:: WHAT THIS TASK INVOLVES ::
Using the passage on tweets from New York, answer these:
(a) Over what time span were the geotagged tweets collected?
(b) How many utterances did the researchers have to decipher?
(c) Which tweets served as the training set for the computer?

As revealed by the tweets of New Yorkers themselves:
If you could look down from space and see the emotional state of every person in a city, what would it look like? We don’t have that technology yet, but Twitter is providing the next best thing. In a new study, researchers harvested every tweet that was geographically tagged to Manhattan and its surrounding boroughs during a 2-week period in April 2012. That was the easy part. The trick was deciphering the emotional content of those 604,000 utterances. Luckily, a large portion of tweets come with emoticons—for example, :) and :( for a smile or frown. By using these tweets as a training set, the team taught a computer to distinguish negative, positive, and neutral emotions.

:: DATASET RECORDS ::
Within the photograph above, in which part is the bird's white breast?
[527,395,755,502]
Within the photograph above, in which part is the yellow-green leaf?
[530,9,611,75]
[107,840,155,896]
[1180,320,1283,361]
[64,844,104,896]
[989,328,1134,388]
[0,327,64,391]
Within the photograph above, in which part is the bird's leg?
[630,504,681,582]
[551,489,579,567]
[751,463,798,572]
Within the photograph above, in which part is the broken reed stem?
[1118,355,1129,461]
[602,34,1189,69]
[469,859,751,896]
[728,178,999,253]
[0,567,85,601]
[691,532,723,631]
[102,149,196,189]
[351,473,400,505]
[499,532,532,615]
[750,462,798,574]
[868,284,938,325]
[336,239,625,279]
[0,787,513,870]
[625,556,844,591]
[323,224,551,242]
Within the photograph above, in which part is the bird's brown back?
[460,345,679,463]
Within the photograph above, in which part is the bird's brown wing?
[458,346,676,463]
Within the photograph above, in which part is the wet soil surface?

:: THE REPLY ::
(a) A 2-week period in April 2012.
(b) 604,000.
(c) Tweets that came with emoticons, such as :) and :( for a smile or frown.